Prompt 1 —
Copy out every line of the entries that follow the notebook text, changing nothing.
[Source passage start]
# Amazon Basics 3: Basic Scripting

## Usage Notes

The purpose of this notebook is to alleviate some of the boilerplate code associated with file management related to uploading and downloading files to/from an Amazon Elastic Compute Cloud instance as well as boilerplate code associated with running installation scripts on multiple servers (essentially, management tasks usually performed by tools like Puppet or Chef).

## Notebook Imports

In [None]:
from __future__ import print_function
from aws_base import *
from IPython.utils.py3compat import *
import os
import pysftp
import subprocess

Now we'll update our user to give them permissions to read information from Identity and Access Management.

https://console.aws.amazon.com/iam/home#users

## Update Your User

Now we'll update our user to give them permissions to read information about Amazon EC2 instances.

https://console.aws.amazon.com/iam/home#users

Select the user that you created in the previous notebook and click on the **Add Permissions** button. On the permissions screen, select **Attach existing policies directly** and add ``AmazonEC2ReadOnlyAccess``.

## Specify Private Key File

When creating an EC2 instance, you need to specify which private key you would like to use in order to access the EC2 instance. If you don't have a private key yet, please create one in this region.

http://console.aws.amazon.com/ec2/v2/home#KeyPairs

The scripts will need to use your private key in order to transfer files to the servers. Please set the on-disk location of your private key here.

In [None]:
private_key_name = 'mdang-training-shared'
private_key_location = '~/Dropbox/Amazon/mdang-training-shared.pem'

We will want to confirm that the file exists.

In [None]:
private_key_location = os.path.expanduser(private_key_location)
assert private_key_location is not None and os.path.isfile(private_key_location)

Since SSH keys are not shared across regions, the following makes sure that the private key that you have specified above matches one of the keys that is in the region we'll be using for our commands, which we've specified in `aws configure`.

In [None]:
private_key_json = aws(
    'ec2', 'describe-key-pairs', '--key-names', private_key_name)

private_keys = None

if private_key_json is not None:
    private_keys = private_key_json['KeyPairs']

Note that the command this time is `ec2`, and that we're doing a read command. This is the reason that we wanted the `AmazonEC2ReadOnlyAccess` permission on our user.

## Utility Methods

### Local Folders

This series of notebooks creates a lot of intermediate files. In order to reduce clutter in the local folder, we'll create those intermediate files in special folders.

In [None]:
if not os.path.isdir('awscli'):
    os.mkdir('awscli')

if not os.path.isdir('output'):
    os.mkdir('output')

if not os.path.isdir('scripts'):
    os.mkdir('scripts')

### Backwards Compatible check_output

In [None]:
"""
[Source passage end]
[Supplied records start]
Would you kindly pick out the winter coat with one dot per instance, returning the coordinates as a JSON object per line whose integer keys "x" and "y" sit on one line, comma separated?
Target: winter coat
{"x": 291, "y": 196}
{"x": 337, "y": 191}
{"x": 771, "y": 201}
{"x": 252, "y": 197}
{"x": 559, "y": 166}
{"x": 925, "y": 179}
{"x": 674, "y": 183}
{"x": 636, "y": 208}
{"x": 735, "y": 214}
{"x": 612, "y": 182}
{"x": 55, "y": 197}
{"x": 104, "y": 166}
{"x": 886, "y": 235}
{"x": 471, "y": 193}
[Supplied records end]
Prompt 2 —
In the notebook text above, which existing policy is attached to the user on the permissions screen?

Written reply 1 —
Would you kindly pick out the winter coat with one dot per instance, returning the coordinates as a JSON object per line whose integer keys "x" and "y" sit on one line, comma separated?
Target: winter coat
{"x": 291, "y": 196}
{"x": 337, "y": 191}
{"x": 771, "y": 201}
{"x": 252, "y": 197}
{"x": 559, "y": 166}
{"x": 925, "y": 179}
{"x": 674, "y": 183}
{"x": 636, "y": 208}
{"x": 735, "y": 214}
{"x": 612, "y": 182}
{"x": 55, "y": 197}
{"x": 104, "y": 166}
{"x": 886, "y": 235}
{"x": 471, "y": 193}

Written reply 2 —
AmazonEC2ReadOnlyAccess